[Text-to-region grounding data]
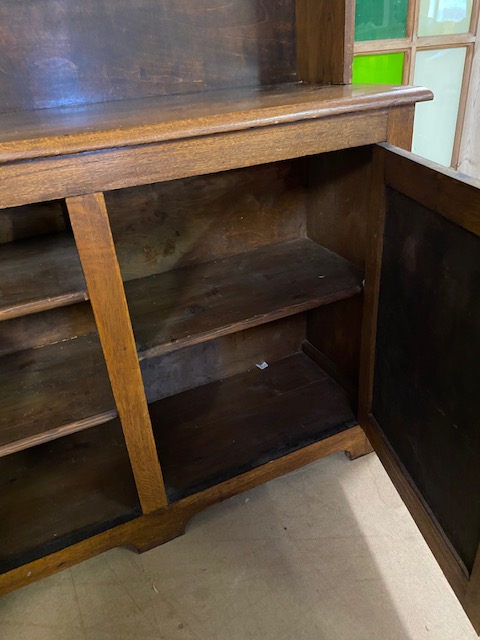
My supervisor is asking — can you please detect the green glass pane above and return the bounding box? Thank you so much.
[412,47,466,166]
[355,0,409,41]
[419,0,473,36]
[352,53,404,84]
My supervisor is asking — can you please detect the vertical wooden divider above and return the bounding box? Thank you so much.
[66,192,167,513]
[296,0,354,84]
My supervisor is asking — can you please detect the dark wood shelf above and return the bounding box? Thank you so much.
[0,336,117,457]
[0,420,140,574]
[0,83,432,164]
[127,238,363,359]
[0,232,87,321]
[151,349,357,502]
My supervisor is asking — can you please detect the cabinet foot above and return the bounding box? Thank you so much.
[345,433,374,461]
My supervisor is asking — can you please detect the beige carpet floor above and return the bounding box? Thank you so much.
[0,452,476,640]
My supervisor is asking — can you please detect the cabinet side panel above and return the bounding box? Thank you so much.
[373,188,480,573]
[306,146,373,388]
[0,0,296,112]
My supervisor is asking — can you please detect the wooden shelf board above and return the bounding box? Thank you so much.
[0,421,140,574]
[0,336,117,456]
[0,84,433,164]
[0,233,87,321]
[127,238,363,359]
[151,350,357,502]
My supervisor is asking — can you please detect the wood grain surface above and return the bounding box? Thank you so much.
[0,84,432,164]
[0,0,296,113]
[0,335,116,457]
[66,193,167,513]
[0,233,87,320]
[125,238,362,359]
[107,160,307,281]
[382,143,480,236]
[296,0,354,84]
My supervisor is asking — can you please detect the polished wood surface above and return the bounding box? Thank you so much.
[0,335,116,457]
[296,1,354,84]
[67,193,167,513]
[0,84,432,164]
[0,0,296,113]
[126,239,362,359]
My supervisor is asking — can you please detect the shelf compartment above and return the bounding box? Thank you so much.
[0,336,117,457]
[0,232,87,321]
[127,238,363,359]
[0,420,140,574]
[151,350,357,502]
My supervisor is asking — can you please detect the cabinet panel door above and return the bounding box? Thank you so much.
[360,143,480,634]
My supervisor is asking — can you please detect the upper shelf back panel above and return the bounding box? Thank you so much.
[0,0,297,113]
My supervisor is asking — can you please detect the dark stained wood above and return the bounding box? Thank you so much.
[306,146,375,268]
[66,193,167,513]
[151,352,357,501]
[359,145,480,631]
[0,424,366,595]
[0,336,116,457]
[125,239,363,359]
[382,143,480,237]
[107,160,307,281]
[0,420,140,574]
[141,316,306,403]
[358,146,386,421]
[0,303,95,358]
[372,188,480,573]
[296,1,354,84]
[0,84,432,165]
[0,200,66,244]
[359,148,471,598]
[0,0,296,113]
[305,294,363,393]
[0,233,87,320]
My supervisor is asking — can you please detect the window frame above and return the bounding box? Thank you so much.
[353,0,480,167]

## What is expected
Every line above is to be reproduced verbatim, and the pictures are to be omitted.

## Task solution
My supervisor is asking — can you please detect the green glass pane above and return the bounding box? Thank you so much.
[412,47,466,166]
[355,0,409,41]
[419,0,473,36]
[352,53,404,84]
My supervisor is asking — can you please detect the vertical wooden divider above and return the bounding box? Thank you so much.
[66,192,167,513]
[296,0,354,84]
My supervisor is asking — can you please detect the dark wood shelf above and return the bounding box? Thank you so much.
[0,336,117,457]
[0,420,140,574]
[0,83,432,164]
[127,238,363,359]
[0,232,87,321]
[151,349,357,502]
My supervisor is asking — can you please detect the cabinet foot above and return the bounding box? Thank you so much.
[345,433,374,461]
My supervisor is asking — can you please detect the beige carpet floor above and return the bounding box? Thank you so much.
[0,452,476,640]
My supervisor is asking — can you please detect the cabinet side panel above and return the bounding box? Thank you so much.
[373,188,480,573]
[306,146,373,388]
[0,0,296,112]
My supervisor is asking — can you please detect the wooden shelf board above and return the bounding box? Thank you so much.
[0,421,140,574]
[0,336,117,456]
[0,84,433,164]
[0,233,87,321]
[127,238,363,359]
[151,350,357,502]
My supervisor is asking — can you please detect the wood grain surface above and return the bounding box? Thank you so much.
[0,84,432,164]
[0,0,296,113]
[0,335,116,457]
[66,193,167,513]
[0,233,87,320]
[125,238,362,359]
[107,160,307,281]
[382,143,480,236]
[296,0,354,84]
My supervisor is asking — can you please detect the polished wood surface above and return the bounding box? Thank you so much.
[0,335,116,457]
[296,1,354,84]
[67,193,167,513]
[0,84,432,164]
[0,0,296,113]
[126,239,362,359]
My supervisor is asking — can you please detect the shelf compartment above and return the bounding box? Thank you so much.
[0,336,117,457]
[0,232,87,321]
[127,238,363,359]
[0,420,140,574]
[151,350,357,502]
My supervisor is asking — can you please detect the cabinet panel door above and return the bounding box? Thank you so much.
[360,143,480,634]
My supervisor is asking — can you please detect the upper shelf back panel above and return the bounding box? Thank you so much.
[0,0,297,113]
My supervisor is asking — can you please detect the dark stained wood above and return the bounding box? Thank you so much.
[306,146,375,268]
[66,193,167,513]
[151,352,357,501]
[359,145,480,631]
[0,424,366,595]
[0,336,116,457]
[125,239,363,359]
[382,143,480,237]
[107,160,307,281]
[0,420,140,574]
[141,316,306,403]
[358,146,386,421]
[0,303,95,358]
[372,188,480,573]
[296,1,354,84]
[0,84,432,165]
[0,200,66,244]
[359,148,471,598]
[0,0,296,113]
[305,294,363,393]
[0,233,87,320]
My supervisor is asking — can you please detect the window frame above and return the bounding box? Thank you so much.
[353,0,480,167]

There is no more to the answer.